Consignes ::
**a.** D'après le communiqué, quelle part des projets soumis à l'appel générique 2014 de l'ANR sera financée ?
**b.** Dressez la liste des tutelles qui, selon le communiqué, versent chaque année leur dotation de base aux laboratoires publics français.
**c.** Recopiez à l'identique le passage du communiqué qui va de « La Science dans » jusqu'à « moyens de travailler. ».

Texte du communiqué ::
□ □ □ □
La Science dans l'em-pire
Financement des laboratoires
Montpellier, le 18 août 2014
Communiqué de presse.
Les résultats finaux de l’appel générique 2014 de l’Agence Nationale de la Recherche (ANR) sont disponibles depuis la fin juillet. Le bilan pour les laboratoires français de recherche publique est catastrophique, alors même que l’ANR est progressivement devenue leur principale source de financement: seuls 8,5% des projets soumis seront financés (1)! La situation de pénurie que nous vivons démobilise les personnels, qui se sentent floués, de nombreux laboratoires n’ayant plus les moyens de travailler.
Rappelons que le mode de financement historique des laboratoires publics français se fait par une dotation de base, reçue annuellement des tutelles (CNRS, Universités, autres organismes publics). L’ANR a été initialement créée en 2005 pour complémenter ces dotations de base, dans le cadre de projets ambitieux, de partenariats entre laboratoires ou public-privé. L’asphyxie budgétaire progressive des organismes de tutelle a conduit au cours des deux dernières décennies à une très forte érosion des dotations de base (2). Ainsi, loin d’être restée une Agence de financements complémentaires, l’ANR est devenue la source majeure de financements des laboratoires dans de nombreuses disciplines (3). Au delà de la communication officielle qui prétend « sanctuariser la recherche » (4), la combinaison du très faible niveau de financement par dotation de base des laboratoires et du taux de succès dérisoire de l’appel d’offre ANR 2014, met une majorité de laboratoires dans une situation intenable qui nuit au développement de leurs recherches.
□ □ □ □
Données présentées ::
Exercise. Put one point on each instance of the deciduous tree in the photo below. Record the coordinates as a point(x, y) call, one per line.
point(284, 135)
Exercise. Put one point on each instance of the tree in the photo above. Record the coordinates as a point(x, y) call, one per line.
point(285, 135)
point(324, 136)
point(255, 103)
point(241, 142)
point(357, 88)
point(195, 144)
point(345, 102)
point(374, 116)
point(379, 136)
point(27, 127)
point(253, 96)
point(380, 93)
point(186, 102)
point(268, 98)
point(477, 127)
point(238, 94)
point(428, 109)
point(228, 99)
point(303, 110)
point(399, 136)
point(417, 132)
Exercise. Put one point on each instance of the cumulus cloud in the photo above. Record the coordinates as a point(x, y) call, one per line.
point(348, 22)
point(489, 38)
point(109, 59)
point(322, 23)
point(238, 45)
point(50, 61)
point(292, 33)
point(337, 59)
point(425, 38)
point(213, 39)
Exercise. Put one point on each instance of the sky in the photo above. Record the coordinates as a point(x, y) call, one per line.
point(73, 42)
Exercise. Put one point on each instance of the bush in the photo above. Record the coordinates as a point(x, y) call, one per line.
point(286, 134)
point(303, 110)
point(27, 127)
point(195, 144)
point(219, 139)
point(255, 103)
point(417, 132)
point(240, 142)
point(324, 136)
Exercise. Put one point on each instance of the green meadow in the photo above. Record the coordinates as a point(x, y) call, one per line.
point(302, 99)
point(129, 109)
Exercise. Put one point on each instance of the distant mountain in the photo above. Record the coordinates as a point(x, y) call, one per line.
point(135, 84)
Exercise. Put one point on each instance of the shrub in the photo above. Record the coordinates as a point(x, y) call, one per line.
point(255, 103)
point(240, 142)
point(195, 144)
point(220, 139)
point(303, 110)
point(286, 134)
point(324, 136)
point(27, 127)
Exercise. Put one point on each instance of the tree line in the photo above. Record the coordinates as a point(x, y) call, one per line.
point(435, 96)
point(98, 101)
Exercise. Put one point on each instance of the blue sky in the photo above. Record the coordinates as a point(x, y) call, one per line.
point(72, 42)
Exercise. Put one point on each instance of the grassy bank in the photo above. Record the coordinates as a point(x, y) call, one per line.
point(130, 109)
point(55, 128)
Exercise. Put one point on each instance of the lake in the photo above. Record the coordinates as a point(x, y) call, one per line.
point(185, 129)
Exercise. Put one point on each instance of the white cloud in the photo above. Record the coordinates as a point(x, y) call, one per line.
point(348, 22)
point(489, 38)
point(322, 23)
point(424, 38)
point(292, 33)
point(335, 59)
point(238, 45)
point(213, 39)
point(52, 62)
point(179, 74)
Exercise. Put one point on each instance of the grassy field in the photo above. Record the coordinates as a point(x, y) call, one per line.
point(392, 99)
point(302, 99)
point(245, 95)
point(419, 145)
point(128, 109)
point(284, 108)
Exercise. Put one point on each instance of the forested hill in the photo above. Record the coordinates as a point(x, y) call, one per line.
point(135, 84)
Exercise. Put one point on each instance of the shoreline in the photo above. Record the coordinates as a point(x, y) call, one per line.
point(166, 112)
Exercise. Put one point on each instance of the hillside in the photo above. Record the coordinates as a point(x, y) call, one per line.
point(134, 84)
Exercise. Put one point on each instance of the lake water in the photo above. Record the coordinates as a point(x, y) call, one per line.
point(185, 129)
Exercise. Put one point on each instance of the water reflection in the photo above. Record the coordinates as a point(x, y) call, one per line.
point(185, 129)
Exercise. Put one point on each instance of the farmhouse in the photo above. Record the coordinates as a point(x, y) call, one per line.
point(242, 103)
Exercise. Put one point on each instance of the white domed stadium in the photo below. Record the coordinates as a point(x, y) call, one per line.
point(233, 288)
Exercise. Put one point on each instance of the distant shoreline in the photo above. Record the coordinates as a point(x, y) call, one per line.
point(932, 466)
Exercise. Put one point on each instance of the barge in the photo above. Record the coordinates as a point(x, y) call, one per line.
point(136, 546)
□ □ □ □
Réponses ::
**a.** Seuls 8,5% des projets soumis seront financés.

**b.** CNRS, Universités, autres organismes publics

**c.**
La Science dans l'em-pire
Financement des laboratoires
Montpellier, le 18 août 2014
Communiqué de presse.
Les résultats finaux de l’appel générique 2014 de l’Agence Nationale de la Recherche (ANR) sont disponibles depuis la fin juillet. Le bilan pour les laboratoires français de recherche publique est catastrophique, alors même que l’ANR est progressivement devenue leur principale source de financement: seuls 8,5% des projets soumis seront financés (1)! La situation de pénurie que nous vivons démobilise les personnels, qui se sentent floués, de nombreux laboratoires n’ayant plus les moyens de travailler.